**Material for the task**

────────────────

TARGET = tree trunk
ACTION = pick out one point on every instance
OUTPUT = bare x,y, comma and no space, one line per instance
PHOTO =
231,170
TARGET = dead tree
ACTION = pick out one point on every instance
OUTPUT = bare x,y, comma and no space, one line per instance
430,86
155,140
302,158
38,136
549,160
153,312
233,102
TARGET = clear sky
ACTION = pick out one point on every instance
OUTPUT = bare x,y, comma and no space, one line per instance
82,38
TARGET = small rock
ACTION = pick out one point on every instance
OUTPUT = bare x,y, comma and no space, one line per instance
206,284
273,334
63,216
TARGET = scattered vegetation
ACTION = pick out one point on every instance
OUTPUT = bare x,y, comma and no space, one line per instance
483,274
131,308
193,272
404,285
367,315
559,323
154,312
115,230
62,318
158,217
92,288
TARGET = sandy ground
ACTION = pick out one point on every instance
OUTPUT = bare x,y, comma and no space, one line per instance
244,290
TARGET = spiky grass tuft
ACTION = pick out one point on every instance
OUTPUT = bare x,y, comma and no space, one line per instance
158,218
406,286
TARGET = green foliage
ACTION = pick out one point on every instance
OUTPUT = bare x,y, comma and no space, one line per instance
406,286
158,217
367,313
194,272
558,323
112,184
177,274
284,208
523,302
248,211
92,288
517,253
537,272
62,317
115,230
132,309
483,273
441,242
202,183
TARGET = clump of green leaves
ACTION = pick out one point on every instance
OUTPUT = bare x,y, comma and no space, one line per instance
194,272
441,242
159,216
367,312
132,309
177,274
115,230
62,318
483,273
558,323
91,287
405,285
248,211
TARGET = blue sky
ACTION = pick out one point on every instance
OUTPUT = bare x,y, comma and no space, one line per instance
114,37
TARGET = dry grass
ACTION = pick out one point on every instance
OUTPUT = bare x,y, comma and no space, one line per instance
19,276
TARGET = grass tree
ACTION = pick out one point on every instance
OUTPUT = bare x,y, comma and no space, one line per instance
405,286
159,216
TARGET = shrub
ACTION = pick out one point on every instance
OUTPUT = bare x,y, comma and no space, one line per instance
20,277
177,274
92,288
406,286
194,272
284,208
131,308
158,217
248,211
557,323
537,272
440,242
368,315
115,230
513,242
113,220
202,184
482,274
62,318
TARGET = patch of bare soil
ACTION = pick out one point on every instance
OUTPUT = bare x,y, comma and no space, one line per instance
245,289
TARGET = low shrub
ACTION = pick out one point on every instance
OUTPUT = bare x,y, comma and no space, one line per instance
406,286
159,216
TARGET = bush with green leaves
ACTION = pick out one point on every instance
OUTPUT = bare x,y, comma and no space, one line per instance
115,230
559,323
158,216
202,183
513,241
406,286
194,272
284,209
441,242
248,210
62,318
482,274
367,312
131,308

────────────────

**Required action**
Transcribe, exactly and without additions, the lines of the records above, beginning with the line that contains "TARGET = sandy ground" and ending with the line that contains "TARGET = green foliage", both included.

**Answer**
TARGET = sandy ground
ACTION = pick out one point on every instance
OUTPUT = bare x,y, comma and no space, one line per instance
244,290
TARGET = spiky grass tuft
ACTION = pick out one point on every instance
OUTPUT = bare x,y, comma and no space, one line per instance
158,218
406,286
TARGET = green foliage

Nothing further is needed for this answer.